(Task prompt): Output every entry exactly as written, skipping any pictures.

(Provided data):
+--

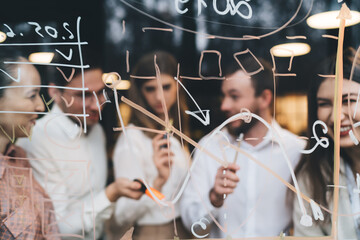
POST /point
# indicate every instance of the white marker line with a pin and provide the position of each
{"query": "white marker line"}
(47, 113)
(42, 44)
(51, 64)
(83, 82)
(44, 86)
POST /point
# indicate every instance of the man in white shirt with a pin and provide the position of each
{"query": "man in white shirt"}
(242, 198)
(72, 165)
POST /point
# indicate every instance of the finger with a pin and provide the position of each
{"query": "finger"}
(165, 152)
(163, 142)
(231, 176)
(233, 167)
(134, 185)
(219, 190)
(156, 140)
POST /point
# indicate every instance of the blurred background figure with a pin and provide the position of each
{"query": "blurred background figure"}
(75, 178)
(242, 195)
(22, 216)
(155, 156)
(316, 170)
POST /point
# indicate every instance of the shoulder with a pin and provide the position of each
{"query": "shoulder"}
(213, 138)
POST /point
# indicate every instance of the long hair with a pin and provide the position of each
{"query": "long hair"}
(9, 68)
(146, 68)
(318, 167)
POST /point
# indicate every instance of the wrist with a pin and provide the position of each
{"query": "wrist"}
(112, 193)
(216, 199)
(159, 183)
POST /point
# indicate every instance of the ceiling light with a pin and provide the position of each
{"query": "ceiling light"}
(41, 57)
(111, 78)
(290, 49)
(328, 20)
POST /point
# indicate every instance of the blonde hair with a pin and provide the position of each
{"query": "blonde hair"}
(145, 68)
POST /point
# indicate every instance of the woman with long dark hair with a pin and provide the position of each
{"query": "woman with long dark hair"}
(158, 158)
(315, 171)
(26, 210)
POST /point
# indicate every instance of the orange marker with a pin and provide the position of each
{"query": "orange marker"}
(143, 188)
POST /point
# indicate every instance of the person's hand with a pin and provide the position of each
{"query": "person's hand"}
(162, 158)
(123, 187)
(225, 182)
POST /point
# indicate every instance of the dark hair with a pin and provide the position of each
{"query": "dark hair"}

+--

(Task solution):
POST /point
# indicate every instance of the white marker line with a pin and provide the position of each
{"query": "white marker line"}
(47, 113)
(42, 44)
(51, 64)
(83, 82)
(44, 86)
POST /point
# indicate every instance of the man in white shirt with a pin and provide the position of each
{"query": "man in white shirt"}
(242, 198)
(72, 165)
POST /point
# indicate every instance of the finger with a pin and provide the position of each
{"query": "finger"}
(165, 152)
(163, 142)
(231, 176)
(233, 167)
(134, 185)
(219, 190)
(156, 140)
POST /point
# indicate every instance of the blurred background figure with a pin and provide the position of each
{"query": "blurred background figure"}
(75, 178)
(242, 195)
(22, 216)
(155, 156)
(316, 170)
POST /point
# indicate every instance of the shoulder with a pin and provide the position of each
{"query": "shoulder"}
(213, 138)
POST /point
# indicate every instance of the long hair with a pin and provide the position of each
{"query": "long hair"}
(9, 68)
(146, 68)
(318, 167)
POST /point
# indicate every instance of the wrist with a pin and provide the position of each
{"query": "wrist"}
(112, 193)
(216, 199)
(159, 183)
POST /point
# indicate every instance of the ceiling light with a pin and provide the position of each
{"query": "ceiling light"}
(41, 57)
(111, 78)
(290, 49)
(328, 20)
POST /point
# indicate every instance of the blonde hair with a pin and provide the position of each
{"query": "blonde hair"}
(145, 68)
POST /point
# indicate every instance of the woman with long dark hair with a pin and provide the position of each
{"query": "woman with long dark hair"}
(158, 158)
(315, 171)
(26, 210)
POST /point
# indicate every instance of the orange marker with a pin and provide the position of each
{"query": "orange marker"}
(143, 188)
POST /point
# indicate every instance of the person's hand with a pin and provide the position of each
{"query": "person's hand"}
(162, 158)
(123, 187)
(225, 182)
POST /point
# indicate every instance of the dark hair with a pin and provide the position of each
{"query": "dark hair"}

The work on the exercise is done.